## Task brief
Below are some records. Repeat exactly the lines from the one containing "The endpoint marks every instance of the pedestrian" through the final line.

## Input records
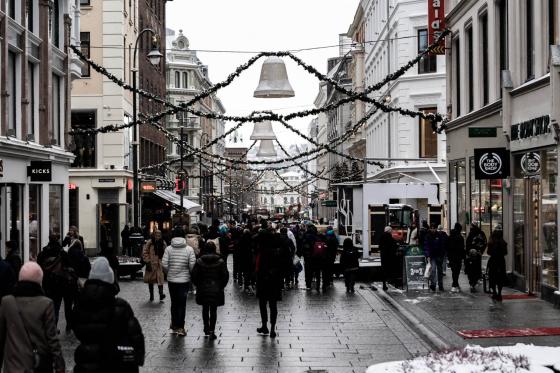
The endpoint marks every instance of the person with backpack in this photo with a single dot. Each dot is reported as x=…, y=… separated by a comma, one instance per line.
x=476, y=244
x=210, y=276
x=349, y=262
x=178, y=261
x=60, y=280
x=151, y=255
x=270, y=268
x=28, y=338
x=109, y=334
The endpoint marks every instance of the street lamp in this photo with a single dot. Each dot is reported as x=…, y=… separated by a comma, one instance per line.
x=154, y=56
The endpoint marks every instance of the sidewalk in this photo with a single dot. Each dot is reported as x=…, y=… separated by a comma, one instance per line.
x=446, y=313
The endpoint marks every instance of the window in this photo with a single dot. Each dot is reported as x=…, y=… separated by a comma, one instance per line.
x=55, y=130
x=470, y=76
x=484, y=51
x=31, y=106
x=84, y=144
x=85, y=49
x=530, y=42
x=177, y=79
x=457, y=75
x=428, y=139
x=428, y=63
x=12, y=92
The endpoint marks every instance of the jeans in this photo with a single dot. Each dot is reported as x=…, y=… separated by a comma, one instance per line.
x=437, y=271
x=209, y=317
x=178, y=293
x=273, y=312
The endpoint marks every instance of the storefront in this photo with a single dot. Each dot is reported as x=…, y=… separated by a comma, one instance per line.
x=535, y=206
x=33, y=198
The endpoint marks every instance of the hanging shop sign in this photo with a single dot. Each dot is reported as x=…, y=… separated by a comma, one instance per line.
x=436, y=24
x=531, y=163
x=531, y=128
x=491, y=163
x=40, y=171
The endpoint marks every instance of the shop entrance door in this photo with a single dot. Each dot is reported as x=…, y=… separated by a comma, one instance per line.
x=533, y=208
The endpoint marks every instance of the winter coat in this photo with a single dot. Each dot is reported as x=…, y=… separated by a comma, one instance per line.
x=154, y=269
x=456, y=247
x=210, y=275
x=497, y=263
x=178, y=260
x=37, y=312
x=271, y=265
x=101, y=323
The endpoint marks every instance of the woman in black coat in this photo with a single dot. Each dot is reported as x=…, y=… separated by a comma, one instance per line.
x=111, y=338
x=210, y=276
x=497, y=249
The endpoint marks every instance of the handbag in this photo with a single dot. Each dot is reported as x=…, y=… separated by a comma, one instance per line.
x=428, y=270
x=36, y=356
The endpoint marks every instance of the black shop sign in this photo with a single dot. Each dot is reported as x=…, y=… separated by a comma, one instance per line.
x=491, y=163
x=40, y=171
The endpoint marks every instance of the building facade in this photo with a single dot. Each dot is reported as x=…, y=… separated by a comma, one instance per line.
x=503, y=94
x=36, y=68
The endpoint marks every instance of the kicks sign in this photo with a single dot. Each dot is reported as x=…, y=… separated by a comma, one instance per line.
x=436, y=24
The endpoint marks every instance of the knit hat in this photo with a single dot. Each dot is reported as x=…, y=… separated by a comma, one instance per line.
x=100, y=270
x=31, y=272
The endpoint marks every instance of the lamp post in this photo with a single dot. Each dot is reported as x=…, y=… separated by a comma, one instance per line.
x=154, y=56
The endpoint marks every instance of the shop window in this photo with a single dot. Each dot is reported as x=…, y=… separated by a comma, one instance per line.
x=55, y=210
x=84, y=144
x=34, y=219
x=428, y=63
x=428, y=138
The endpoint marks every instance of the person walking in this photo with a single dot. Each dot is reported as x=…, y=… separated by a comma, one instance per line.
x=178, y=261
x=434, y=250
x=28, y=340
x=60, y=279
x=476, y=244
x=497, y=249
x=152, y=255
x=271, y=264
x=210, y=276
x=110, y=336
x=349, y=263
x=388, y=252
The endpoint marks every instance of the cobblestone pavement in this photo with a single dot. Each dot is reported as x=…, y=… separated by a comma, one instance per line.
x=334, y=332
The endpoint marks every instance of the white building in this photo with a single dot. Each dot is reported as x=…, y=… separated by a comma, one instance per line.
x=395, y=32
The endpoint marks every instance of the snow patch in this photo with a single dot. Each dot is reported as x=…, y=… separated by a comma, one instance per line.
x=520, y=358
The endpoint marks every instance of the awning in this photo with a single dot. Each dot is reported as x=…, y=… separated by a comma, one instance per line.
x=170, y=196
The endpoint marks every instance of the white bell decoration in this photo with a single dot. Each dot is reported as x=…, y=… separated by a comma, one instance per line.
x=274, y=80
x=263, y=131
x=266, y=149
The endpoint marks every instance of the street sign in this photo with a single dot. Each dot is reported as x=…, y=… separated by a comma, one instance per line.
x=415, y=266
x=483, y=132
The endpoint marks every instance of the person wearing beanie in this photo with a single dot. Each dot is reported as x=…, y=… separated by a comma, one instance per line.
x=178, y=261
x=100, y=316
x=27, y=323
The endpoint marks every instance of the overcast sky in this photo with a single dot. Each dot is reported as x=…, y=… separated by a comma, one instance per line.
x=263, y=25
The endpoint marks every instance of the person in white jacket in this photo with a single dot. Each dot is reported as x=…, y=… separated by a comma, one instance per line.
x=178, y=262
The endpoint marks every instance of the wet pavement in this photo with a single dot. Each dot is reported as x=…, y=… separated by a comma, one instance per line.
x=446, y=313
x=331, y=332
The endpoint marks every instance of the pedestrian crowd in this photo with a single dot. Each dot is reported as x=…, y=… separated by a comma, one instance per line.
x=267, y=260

## Answer for the task
The endpoint marks every instance of the pedestrian crowd in this photo with a single dot. Each dot is reported as x=…, y=… separated by a comma, one instance per line.
x=267, y=260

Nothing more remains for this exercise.